GIVEN PASSAGE>
________________

New Potential MH370 Debris Found on Mauritius — UPDATED x3

debris_avion

The photo above is from an article on a French-language website. It says that the object was found two weeks ago by a French tourist, who gave it to a boat captain, who only gave it to the authorities on Tuesday, May 24. The piece is 80 cm by 40 cm and was discovered on a small island called L’ile aux Bernaches, which lies within the main reef surrounding Mauritius. It is now in the possession of the National Coast Guard, who will pass along photos to the Malaysians and, if they deem it likely to be a part of the missing plane, will send experts to collect it. (According to a second story here.)

The photograph above is the only one that seems to be available so far, and is quite low-res, but it seems to lack any visible barnacles, but has quite a lot of the roughness that barnacles leave behind after they’ve detached, as seen in the Mossel Bay piece. Perhaps worth noting that so far, pieces found on islands (Réunion, Rodrigues) have had substantial goose barnacle populations living on them, while pieces found on the African mainland have been bare. This piece breaks that trend.

Also worth noting, I think, is that all of the objects discovered so far were found by tourists, with the exception of the flaperon, which was found during a beach cleaning of the kind that only happens an tourist destinations. Drift models predict that a lot of the debris should have come ashore on the east coast of Madagascar, but this is not a place that tourists generally frequent. There are also large stretches of the southern African coast that probably see little tourism. All of which is to say that a concerted effort to sweep remote beaches should turn up a lot of MH370 debris.

I haven’t seen any speculation yet as to which part of the plane this latest piece might have come from–any ideas?

UPDATE 5/25/16: In a surprising coincidence, another piece of potential debris has also turned up on Mauritius. According to Ion News, the object was found by a Coast Guard foot patrol along a beach at Gris-Gris, the southernmost point on the island. It was found resting about six meters from the water.

Debris-suspecté-de-provenir-de-MH370-864x400_c

UPDATE 5/26/16: In another surprising turn of events, Australia’s Minister for Infrastructure and Transport, Darren Chesterhas issued a media release in which he “confirmed reports that three new pieces of debris—two in Mauritius and one in Mozambique—have been found and are of interest in connection to the disappearance of Malaysian Airlines flight MH370.”

________________

JOB>
Extend the blog post about possible MH370 debris found on Mauritius, picking up directly after its final sentence.

EXTRACTED INFORMATION>
________________

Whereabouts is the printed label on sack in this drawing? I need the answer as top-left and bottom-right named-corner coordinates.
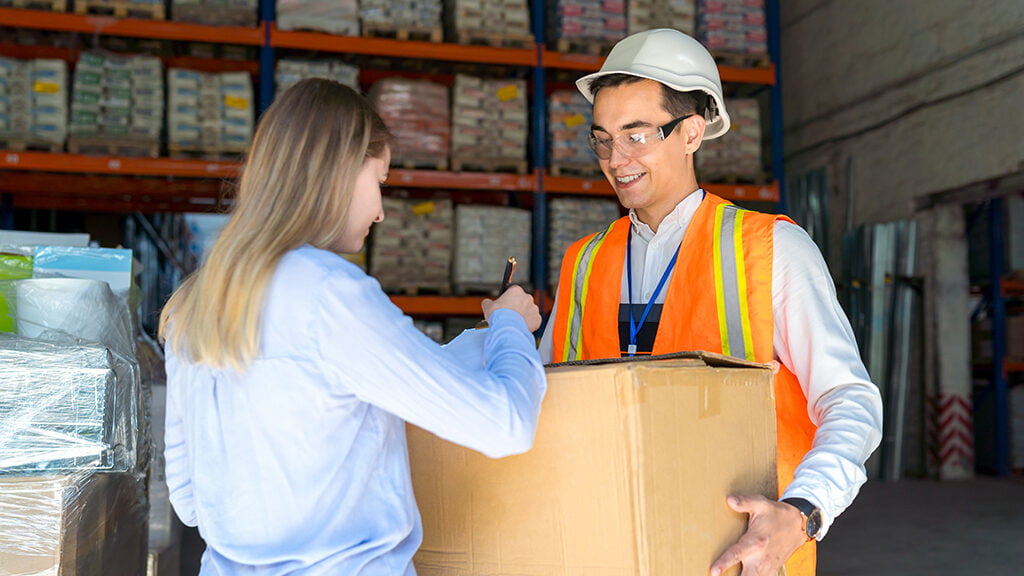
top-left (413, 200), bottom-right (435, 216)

________________

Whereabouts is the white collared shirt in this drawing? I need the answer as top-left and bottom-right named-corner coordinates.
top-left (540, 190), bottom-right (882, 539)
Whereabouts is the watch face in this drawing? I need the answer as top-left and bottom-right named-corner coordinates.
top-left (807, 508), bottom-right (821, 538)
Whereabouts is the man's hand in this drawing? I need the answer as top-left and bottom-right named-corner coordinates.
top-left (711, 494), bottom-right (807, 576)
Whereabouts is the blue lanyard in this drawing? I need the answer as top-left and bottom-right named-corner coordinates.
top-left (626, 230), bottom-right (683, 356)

________________

FINAL RESULT>
The release goes on:

“The Malaysian Government is yet to take custody of the items, however as with previous items, Malaysian officials are arranging collection and it is expected the items will be brought to Australia for examination,” Mr Chester said. “These items of debris are of interest and will be examined by experts.”

This means of announcing findings related to MH370 marks a departure for the Australian government, which in the past has provided updates from the ATSB (Australia Transport Safety Board) itself. The items are picture below, courtesy of Kathy Mosesian at VeritasMH370:

Mozambique 3A small Mozambique 3B small

 

Meanwhile, a reader has provided an image analysis of the second Mauritius fragment in order to provide a sense of scale:

size analysis

He observes: “Some rough scaling puts it at around 14 by 26 inches. Those boulders in the other photo look like pebbles; makes it look the size of one cent piece. Note the increasing curvature left to right; ups the bet on a chunk of flap!”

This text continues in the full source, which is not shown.